==== PASSAGE ====

This is the first follow up post from: Azure SQL TDE and Customer Keys (BYOK). Microsoft?...your name isn't down, so you aren't coming in. (sqlrod.com) , which explained how to use Customer Keys with Azure SQL DB (and Managed instance), and some of the dangerous pitfalls that you can face. We need to know when there may be trouble on the horizon, so key (pun fully intended) to this is monitoring.
Yes, i'm rambling on again about monitoring...but I like monitoring.
Monitoring .
We really need to monitor so that we know what is going on, and more importantly, what is going on before our customers and bosses do. From this, we can then take actions, (preferably proactively) effectively swooping in and saving the day, albeit silently to our customers if we get it right.
Monitoring for Inaccessible Databases.
If a Server/DB loses access to the vault that contains its key, we have a kill point that we need to act upon really quickly. As soon as a DB switches to Inaccessible, that marks the death point for your users being able to work, clock starts ticking and Simon Pheonix is now thawing.
So we head over to the Activity log. Annoyingly, what you find is that there is an Update SQL database operation that is Started, and In progress, but nothing easily seen about what its doing at the high level.
So open the event and hop over to the JSON tab, to see the EventName . You'll see it buried away in the properties, the eventname of "MakeDatabaseInaccessible" with a status of "Started". Oh great, when using an Alert to an Action group from the standard ActivityLog Monitoring, we can't narrow down an alert on that very well.
Yes, we may be able to cover it with other statuses, but risk an Alert storm, which can be nearly as dangerous as no alerts, as nobody sees/acknowledges and actions them.

==== RECORDED DATA ====

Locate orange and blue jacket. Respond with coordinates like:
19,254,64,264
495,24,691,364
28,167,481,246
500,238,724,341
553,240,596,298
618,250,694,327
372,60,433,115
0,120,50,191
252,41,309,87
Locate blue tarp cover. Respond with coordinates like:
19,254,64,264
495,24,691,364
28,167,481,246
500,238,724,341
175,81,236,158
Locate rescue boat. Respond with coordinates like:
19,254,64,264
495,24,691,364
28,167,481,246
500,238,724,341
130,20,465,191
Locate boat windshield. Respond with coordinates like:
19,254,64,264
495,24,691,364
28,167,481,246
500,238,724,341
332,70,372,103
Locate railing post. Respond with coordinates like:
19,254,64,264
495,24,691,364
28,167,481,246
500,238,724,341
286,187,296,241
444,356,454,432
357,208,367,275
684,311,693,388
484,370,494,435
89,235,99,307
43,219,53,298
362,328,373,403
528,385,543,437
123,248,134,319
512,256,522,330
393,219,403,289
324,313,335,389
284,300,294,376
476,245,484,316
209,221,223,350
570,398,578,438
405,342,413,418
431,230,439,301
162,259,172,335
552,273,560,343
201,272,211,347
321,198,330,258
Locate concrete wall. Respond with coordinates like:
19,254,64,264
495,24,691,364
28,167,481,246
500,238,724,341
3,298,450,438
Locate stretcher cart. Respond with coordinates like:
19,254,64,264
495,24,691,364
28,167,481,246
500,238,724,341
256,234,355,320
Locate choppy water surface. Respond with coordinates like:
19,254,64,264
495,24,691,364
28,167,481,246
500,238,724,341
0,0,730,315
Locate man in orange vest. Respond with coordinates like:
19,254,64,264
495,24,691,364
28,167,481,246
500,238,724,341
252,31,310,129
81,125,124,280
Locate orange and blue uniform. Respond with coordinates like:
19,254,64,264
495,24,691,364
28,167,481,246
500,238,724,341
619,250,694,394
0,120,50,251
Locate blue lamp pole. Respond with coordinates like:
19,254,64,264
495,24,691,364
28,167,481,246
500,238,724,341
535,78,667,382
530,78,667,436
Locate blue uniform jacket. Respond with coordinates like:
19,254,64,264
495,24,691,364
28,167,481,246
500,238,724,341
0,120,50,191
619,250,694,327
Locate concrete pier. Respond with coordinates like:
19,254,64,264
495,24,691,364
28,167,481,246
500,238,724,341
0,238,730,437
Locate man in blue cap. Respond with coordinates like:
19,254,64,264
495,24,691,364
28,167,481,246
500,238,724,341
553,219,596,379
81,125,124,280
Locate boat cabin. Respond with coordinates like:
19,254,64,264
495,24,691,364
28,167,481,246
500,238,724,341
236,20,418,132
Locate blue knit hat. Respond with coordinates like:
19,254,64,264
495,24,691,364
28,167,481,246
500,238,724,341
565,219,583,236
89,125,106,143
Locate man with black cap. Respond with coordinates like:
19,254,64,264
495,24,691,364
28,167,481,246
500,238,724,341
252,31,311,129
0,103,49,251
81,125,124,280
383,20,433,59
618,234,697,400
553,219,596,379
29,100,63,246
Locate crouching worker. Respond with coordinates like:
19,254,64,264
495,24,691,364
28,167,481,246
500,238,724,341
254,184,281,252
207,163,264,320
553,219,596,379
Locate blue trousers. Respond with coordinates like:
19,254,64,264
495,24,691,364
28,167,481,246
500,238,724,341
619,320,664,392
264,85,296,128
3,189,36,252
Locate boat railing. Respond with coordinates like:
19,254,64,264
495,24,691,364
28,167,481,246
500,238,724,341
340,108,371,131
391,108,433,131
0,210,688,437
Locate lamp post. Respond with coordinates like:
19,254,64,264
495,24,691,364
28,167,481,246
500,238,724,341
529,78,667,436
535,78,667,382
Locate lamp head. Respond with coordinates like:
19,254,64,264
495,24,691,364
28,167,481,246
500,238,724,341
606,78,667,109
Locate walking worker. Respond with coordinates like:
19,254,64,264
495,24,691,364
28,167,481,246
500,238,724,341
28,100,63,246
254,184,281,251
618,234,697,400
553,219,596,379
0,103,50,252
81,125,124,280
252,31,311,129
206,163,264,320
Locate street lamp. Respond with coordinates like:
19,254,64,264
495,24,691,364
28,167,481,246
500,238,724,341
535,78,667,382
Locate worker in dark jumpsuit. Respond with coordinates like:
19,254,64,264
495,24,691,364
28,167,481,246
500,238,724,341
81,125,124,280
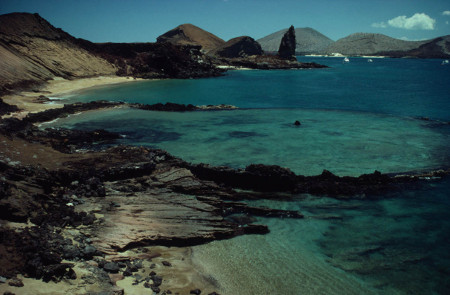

====

Please repeat the Azure SQL monitoring post from "This is the" up to and including "I like monitoring.", substituting "customer-managed keys" for "Customer Keys".

This is the first follow up post from: Azure SQL TDE and customer-managed keys (BYOK). Microsoft?...your name isn't down, so you aren't coming in. (sqlrod.com) , which explained how to use customer-managed keys with Azure SQL DB (and Managed instance), and some of the dangerous pitfalls that you can face. We need to know when there may be trouble on the horizon, so key (pun fully intended) to this is monitoring.
Yes, i'm rambling on again about monitoring...but I like monitoring.